##### Extract to read #####

I'll call this file rain_sim.v. We'll need to reference it in the synthesis script.

// The `(* abc9_lut=N *)` informs ABC9 that this cell describes the timings for
// a LUT, and the `N` parameter informs ABC9 of its relative area.
// e.g. on a frangible LUT6, you might want to inform ABC9 that a LUT6 uses 
// twice as much relative area as a LUT3 because you can pack two LUT3s together.
(* abc9_lut=1 *)
module rain_lut(input A, B, C, D, E, F, G, H, output Q);

parameter INIT = 0;

// Here's the other important part, a specify block, which describes cell timings
// to ABC9 and sta.
//
// `(A => Q) = N` means "there is a combinational path between A and Q, which has
// a delay of N units". By Yosys convention, these units are picoseconds.
// Note that `=>` is a one-to-one relationship; both sides must be the same width
// (1 bit in this case).
//
// To give a small example, from the last post I calculated a 1.018ns delay between 
// input H and the output. That would look like `(H => Q) = 1018;`.
specify
    (A => Q) = 0; // Fill
    (B => Q) = 0; // these
    (C => Q) = 0; // with
    (D => Q) = 0; // your
    (E => Q) = 0; // timing
    (F => Q) = 0; // information
    (G => Q) = 0; // in
    (H => Q) = 0; // picoseconds
endspecify

// This is pessimistic when it comes to Verilog x-propagation, but it's simple.
assign Q = INIT >> {H, G, F, E, D, C, B, A};

endmodule


module rain_dff(input CLK, D, output reg Q);

// Flops also have timing information, but since we're focusing on LUTs right
// now, it's okay to keep the delays at zero, even though they're unrealistic.

##### Given records #####

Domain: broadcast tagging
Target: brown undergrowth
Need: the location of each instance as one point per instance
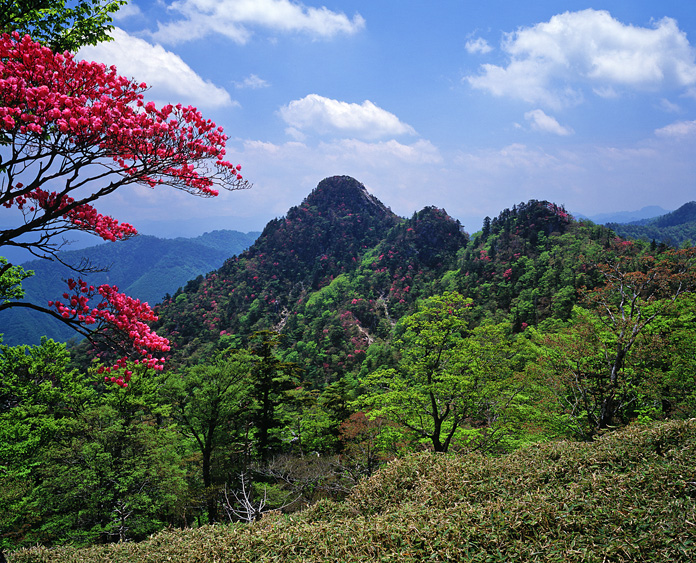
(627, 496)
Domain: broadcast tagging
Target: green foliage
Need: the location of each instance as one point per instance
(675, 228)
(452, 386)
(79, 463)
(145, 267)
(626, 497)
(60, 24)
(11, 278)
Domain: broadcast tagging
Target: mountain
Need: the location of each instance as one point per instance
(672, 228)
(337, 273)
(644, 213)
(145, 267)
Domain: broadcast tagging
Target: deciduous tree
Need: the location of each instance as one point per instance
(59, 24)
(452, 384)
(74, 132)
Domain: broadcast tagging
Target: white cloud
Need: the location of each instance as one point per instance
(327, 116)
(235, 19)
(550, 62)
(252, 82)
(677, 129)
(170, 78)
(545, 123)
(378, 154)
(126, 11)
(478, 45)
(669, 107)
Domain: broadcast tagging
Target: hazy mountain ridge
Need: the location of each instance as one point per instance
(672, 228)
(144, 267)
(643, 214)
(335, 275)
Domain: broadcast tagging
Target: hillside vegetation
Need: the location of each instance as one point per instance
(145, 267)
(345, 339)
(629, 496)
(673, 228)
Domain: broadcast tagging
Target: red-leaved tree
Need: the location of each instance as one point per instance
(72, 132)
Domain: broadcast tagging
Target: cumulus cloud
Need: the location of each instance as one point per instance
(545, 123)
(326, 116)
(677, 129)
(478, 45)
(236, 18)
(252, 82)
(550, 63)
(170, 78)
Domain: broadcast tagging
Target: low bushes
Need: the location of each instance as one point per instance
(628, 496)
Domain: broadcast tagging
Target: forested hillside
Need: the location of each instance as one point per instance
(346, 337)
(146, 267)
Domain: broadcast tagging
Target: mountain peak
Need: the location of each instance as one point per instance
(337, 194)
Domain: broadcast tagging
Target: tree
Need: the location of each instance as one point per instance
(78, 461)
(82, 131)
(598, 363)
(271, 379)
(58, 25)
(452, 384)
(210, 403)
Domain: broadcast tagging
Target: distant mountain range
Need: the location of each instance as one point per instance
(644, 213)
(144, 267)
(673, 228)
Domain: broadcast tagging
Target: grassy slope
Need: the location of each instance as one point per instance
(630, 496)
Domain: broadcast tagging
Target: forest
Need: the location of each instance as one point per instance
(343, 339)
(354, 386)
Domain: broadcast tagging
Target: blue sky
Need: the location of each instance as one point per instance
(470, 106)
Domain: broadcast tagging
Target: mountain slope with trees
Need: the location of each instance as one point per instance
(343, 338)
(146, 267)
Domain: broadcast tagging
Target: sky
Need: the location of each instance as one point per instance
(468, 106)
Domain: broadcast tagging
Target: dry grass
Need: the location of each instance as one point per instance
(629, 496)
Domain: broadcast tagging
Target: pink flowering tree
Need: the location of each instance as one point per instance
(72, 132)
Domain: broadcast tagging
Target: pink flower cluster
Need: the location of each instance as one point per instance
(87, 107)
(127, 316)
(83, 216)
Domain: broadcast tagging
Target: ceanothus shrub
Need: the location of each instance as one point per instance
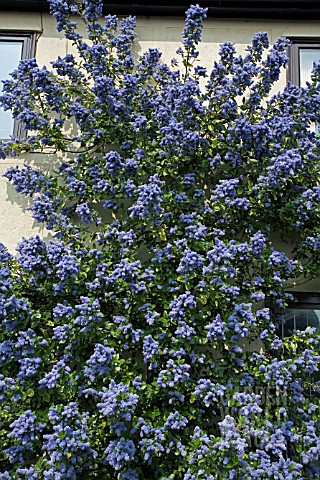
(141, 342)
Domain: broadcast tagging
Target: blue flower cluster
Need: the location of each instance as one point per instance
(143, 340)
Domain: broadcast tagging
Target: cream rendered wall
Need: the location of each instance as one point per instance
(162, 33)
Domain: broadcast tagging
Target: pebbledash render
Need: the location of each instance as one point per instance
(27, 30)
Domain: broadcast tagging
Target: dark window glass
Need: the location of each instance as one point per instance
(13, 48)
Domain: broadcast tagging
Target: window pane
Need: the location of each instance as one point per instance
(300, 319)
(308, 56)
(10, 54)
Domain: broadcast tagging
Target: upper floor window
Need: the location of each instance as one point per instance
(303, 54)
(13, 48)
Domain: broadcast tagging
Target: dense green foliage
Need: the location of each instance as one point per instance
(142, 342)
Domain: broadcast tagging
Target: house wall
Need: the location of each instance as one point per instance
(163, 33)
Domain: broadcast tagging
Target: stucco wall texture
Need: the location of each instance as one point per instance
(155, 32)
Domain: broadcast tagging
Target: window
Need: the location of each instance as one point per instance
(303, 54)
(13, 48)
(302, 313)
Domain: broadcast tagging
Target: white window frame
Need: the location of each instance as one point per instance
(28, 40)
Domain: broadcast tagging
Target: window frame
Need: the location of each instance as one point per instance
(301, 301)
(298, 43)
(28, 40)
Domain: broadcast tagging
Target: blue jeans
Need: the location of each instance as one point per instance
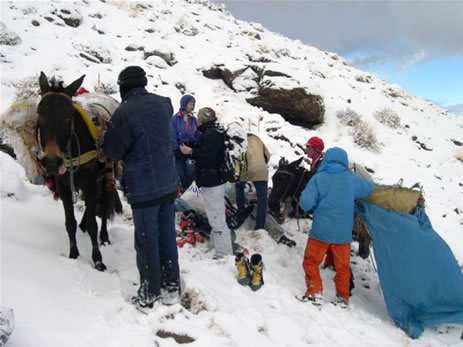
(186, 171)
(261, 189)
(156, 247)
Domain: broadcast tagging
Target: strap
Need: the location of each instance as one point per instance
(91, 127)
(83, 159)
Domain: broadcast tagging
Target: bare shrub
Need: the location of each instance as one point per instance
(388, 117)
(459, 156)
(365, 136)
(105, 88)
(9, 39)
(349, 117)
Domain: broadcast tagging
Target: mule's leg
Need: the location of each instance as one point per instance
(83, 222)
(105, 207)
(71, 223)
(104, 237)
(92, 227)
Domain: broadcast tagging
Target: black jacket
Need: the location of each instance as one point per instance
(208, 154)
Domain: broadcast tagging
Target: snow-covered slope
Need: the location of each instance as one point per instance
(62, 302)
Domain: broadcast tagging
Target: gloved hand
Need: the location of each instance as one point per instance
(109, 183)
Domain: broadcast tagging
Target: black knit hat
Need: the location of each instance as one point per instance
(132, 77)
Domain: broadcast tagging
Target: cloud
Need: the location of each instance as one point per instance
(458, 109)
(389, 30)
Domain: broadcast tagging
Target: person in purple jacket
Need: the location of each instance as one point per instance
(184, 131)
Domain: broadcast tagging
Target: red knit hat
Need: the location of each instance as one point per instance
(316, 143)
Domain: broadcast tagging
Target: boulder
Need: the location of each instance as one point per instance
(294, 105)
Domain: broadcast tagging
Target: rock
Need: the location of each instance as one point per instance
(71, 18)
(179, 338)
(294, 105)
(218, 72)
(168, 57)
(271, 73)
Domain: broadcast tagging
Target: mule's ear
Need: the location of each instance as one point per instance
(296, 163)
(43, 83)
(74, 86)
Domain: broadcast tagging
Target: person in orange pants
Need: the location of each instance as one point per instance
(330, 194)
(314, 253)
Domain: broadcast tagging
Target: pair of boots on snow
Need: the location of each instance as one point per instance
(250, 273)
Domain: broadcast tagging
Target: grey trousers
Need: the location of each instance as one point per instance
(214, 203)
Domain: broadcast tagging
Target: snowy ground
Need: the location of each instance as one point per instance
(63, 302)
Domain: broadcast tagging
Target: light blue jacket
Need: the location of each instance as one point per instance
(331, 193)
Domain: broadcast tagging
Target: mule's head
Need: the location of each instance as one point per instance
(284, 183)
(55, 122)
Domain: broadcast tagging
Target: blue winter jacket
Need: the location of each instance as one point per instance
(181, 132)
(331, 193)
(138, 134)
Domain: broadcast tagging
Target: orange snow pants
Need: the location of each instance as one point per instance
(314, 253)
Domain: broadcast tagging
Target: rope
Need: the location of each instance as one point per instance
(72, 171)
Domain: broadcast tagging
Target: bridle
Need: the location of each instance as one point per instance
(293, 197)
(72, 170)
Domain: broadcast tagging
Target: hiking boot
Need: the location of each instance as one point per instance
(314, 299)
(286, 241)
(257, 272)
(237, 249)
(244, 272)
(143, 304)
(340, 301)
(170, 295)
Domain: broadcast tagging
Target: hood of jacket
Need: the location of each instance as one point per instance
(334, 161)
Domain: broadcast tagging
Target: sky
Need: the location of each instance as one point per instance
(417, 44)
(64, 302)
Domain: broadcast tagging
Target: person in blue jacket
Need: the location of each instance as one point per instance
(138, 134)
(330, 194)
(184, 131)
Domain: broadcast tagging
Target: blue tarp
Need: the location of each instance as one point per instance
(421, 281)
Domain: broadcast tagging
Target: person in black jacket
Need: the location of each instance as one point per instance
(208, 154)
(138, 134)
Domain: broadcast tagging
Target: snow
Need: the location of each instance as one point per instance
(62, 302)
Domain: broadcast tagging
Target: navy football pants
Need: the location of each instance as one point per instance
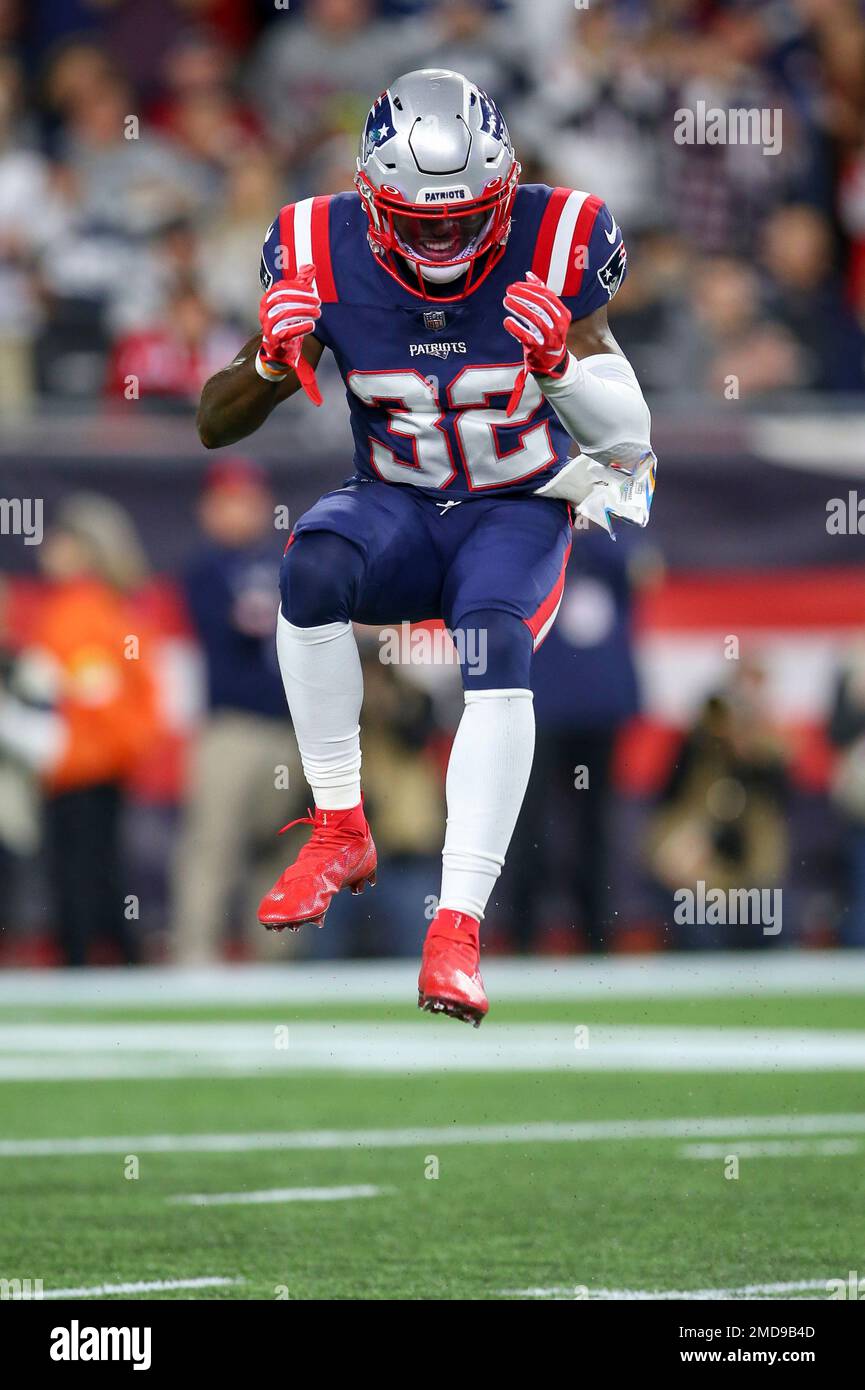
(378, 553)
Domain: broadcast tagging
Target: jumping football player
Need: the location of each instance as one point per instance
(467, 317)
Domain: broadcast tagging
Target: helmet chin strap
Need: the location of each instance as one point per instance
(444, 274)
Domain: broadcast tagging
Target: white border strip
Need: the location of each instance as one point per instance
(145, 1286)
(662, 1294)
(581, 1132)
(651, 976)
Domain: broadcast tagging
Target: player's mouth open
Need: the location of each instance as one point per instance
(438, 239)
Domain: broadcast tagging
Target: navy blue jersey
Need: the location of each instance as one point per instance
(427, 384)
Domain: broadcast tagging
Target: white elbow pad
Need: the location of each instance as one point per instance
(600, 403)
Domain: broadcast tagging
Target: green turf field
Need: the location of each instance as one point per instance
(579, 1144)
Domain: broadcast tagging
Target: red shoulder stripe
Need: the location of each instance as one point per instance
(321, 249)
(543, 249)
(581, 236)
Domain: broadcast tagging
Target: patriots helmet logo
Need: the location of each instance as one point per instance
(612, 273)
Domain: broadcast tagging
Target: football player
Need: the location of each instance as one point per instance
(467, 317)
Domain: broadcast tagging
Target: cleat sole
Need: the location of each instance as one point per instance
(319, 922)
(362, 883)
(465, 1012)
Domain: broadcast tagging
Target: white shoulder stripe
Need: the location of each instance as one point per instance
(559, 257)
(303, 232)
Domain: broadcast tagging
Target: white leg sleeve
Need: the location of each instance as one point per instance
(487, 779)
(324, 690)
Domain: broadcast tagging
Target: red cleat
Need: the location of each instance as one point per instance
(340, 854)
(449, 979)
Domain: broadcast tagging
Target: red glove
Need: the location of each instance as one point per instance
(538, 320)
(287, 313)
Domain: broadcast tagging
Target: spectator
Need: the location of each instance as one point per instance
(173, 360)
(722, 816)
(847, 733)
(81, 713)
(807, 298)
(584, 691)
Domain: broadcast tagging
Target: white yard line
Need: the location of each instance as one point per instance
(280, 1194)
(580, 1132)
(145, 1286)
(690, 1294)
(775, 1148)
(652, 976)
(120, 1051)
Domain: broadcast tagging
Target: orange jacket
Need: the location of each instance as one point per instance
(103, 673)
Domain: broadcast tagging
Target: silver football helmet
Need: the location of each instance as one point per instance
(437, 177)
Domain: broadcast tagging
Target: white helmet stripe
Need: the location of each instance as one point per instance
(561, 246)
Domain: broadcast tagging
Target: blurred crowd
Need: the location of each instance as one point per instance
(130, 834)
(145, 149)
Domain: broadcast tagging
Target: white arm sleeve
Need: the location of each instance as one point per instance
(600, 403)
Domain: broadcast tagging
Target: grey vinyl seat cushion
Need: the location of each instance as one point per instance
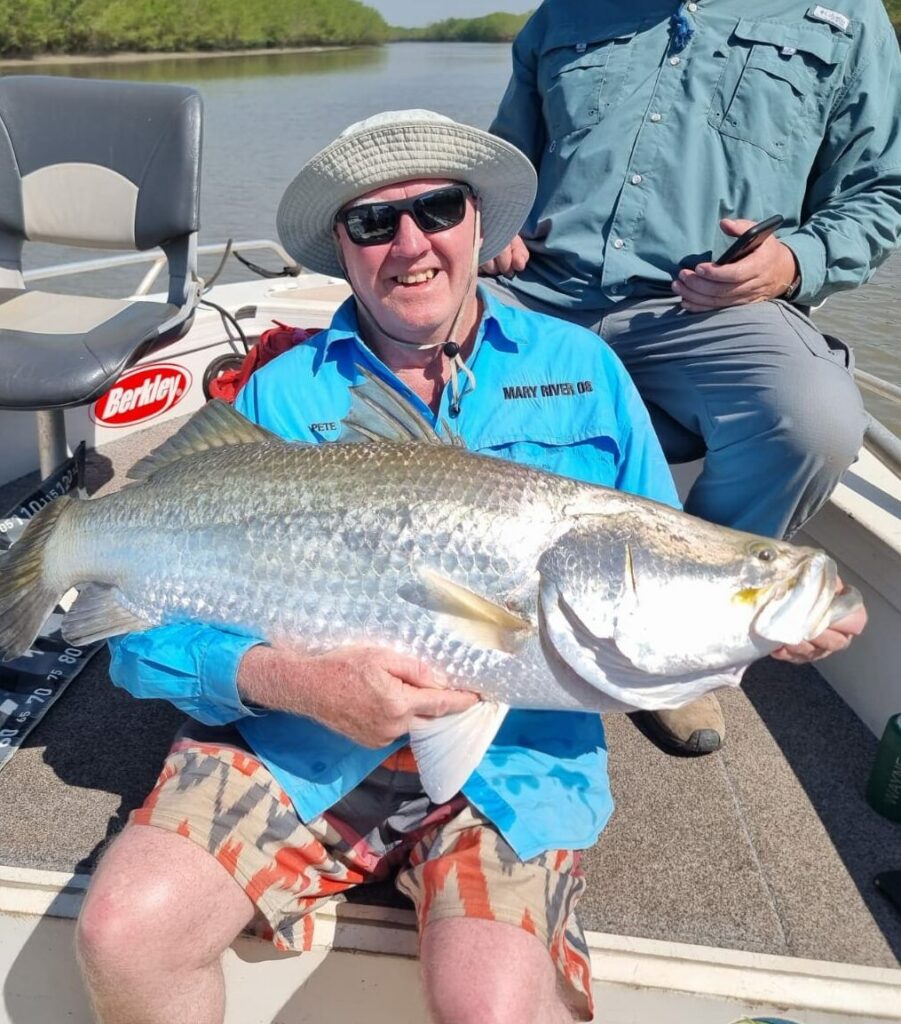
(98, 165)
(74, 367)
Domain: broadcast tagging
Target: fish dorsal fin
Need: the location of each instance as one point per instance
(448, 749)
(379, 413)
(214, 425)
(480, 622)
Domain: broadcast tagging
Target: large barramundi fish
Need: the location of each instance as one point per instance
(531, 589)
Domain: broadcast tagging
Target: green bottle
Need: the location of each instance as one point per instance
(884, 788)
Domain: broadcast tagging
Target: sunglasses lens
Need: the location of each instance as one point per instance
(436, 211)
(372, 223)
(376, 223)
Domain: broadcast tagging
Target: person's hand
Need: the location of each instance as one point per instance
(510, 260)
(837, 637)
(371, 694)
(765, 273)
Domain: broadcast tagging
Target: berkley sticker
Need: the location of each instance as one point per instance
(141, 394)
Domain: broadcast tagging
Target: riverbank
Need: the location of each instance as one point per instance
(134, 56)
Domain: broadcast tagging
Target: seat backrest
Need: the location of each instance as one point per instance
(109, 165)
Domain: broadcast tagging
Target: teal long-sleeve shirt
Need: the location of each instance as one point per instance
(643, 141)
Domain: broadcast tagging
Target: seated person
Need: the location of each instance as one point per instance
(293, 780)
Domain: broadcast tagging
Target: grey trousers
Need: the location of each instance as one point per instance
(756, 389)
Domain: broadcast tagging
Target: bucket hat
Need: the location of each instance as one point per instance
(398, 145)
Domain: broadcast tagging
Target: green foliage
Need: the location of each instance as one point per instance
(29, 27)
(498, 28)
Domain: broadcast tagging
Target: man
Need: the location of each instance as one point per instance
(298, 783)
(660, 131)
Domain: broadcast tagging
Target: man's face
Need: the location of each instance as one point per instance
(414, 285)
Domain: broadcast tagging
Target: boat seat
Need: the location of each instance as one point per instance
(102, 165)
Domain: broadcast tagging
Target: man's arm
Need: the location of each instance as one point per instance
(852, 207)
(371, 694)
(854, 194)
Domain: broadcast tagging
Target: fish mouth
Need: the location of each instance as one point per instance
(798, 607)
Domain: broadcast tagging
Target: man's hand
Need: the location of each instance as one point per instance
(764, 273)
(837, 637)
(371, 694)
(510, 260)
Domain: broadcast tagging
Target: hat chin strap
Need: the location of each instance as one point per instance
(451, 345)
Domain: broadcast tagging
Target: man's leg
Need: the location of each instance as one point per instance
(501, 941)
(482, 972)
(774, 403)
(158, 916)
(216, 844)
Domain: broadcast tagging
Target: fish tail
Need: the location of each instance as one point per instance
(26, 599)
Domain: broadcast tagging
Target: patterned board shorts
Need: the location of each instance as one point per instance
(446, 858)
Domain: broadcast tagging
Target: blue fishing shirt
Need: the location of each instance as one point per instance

#####

Request A: According to the rain_sim.v code, what units are the delays in a specify block given in by Yosys convention?
Request B: Restate in the rain_sim.v code the comment paragraph that begins "`(A => Q) = N` means" more briefly, keeping its main facts.
Request C: Pick up the rain_sim.v code after its last line and carry it on.

Exercise response A: Picoseconds.

Exercise response B: `(A => Q) = N` declares a combinational path from A to Q with a delay of N units, which are picoseconds by Yosys convention. Because `=>` is one-to-one, both sides must have the same width, which is 1 bit here.

Exercise response C:
//
// `(posedge CLK => (Q : D)) = N` means "there is a path from D to Q that 
// changes on the positive edge of CLK, which has a delay of N units".
// This is the delay between the clock edge rising and the flop output changing.
//
// `$setup(D, posedge CLK, N)` means "the input at D must be stable for at least
// N units before the positive edge of CLK".
// It is possible to have negative setup times (where the input at D can 
// stabilise after the clock edge), but ABC9 doesn't support these and they will
// be clamped to zero with a warning; it's best to just put the actual value in 
// a comment and leave the field at zero.
specify
    (posedge CLK => (Q : D)) = 0;
    $setup(D, posedge CLK, 0);
endspecify

always @(posedge CLK)
    Q <= D;

endmodule

I named my FPGA "Rain" because Sky...Water...

You may also be wondering why I didn't use the term "fracturable LUT", and the answer is because "frangible" is funnier.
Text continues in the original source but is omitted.